* What you are asked to do:
Give back all of the data exactly as it appears here.

(Source records)

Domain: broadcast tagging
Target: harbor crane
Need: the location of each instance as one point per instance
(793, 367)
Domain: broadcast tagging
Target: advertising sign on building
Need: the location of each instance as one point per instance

* Your solution:
Domain: broadcast tagging
Target: harbor crane
Need: the location of each instance as one point per instance
(793, 367)
Domain: broadcast tagging
Target: advertising sign on building
Need: the location of each instance as one point per instance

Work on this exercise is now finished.